Source passage:
******************************
November 6, 2008
The following is the first in a series of posts about potential policy recommendations for the Obama Administration to act upon during its first year. These policy recommendation ideas are born out of SAC members’ extensive on-the-ground experience with what is and is not working in American agriculture and federal farm policy. In December SAC members will discuss the potential policy recommendations and vote on a final set which will be included in a briefing book for the Obama Administration Transition Team.
Jim Worstell has helped farmer groups develop locally-owned, value-added enterprises in Appalachia, the Mississippi Delta and many other third world areas. He was a member of the President’s Council on Sustainable Development during the Clinton Administration and has been Director of SAC member group Delta Land & Community since 1995.
Tuesday’s election of Barack Obama provides an unprecedented opportunity to transform USDA/Rural Development. Never before have we been blessed with a President with a community organizing background.
A good dose of community organizing could transform USDA/Rural Development into an organization which actually accomplishes sustainable rural development in America.
The perfect way to start achieving that goal is revamping the hiring, training and evaluation of USDA/Rural Development staff.
After January 20, in every State, President Obama will appoint a new State Rural Development Director.
******************************
Exercise instructions:
From the post on USDA/Rural Development policy, list each aspect of staff management that it names as in need of revamping. The items that follow have no connection to the post.

Supplied data:
******************************
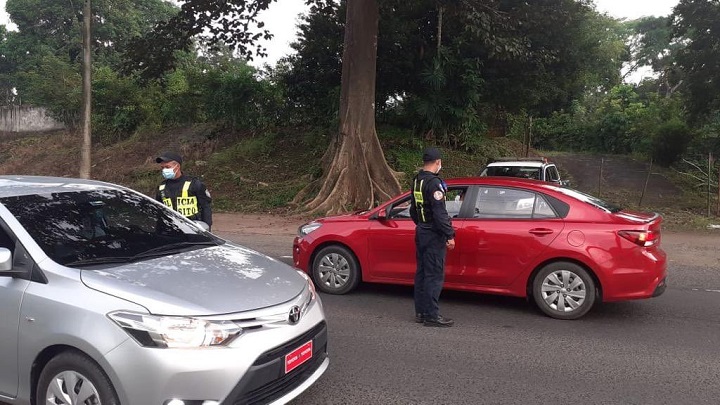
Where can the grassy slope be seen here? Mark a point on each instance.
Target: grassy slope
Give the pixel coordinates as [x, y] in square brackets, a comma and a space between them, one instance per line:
******************************
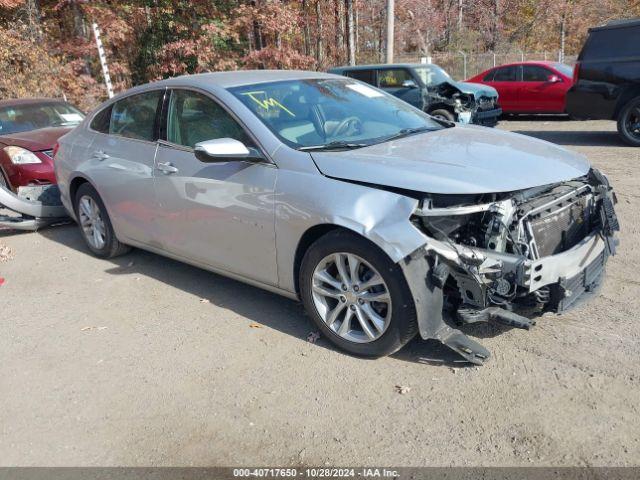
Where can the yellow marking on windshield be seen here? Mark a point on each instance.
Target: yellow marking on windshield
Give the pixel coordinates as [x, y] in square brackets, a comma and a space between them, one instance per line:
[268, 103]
******************************
Solution to this problem:
- Hiring
- Training
- Evaluation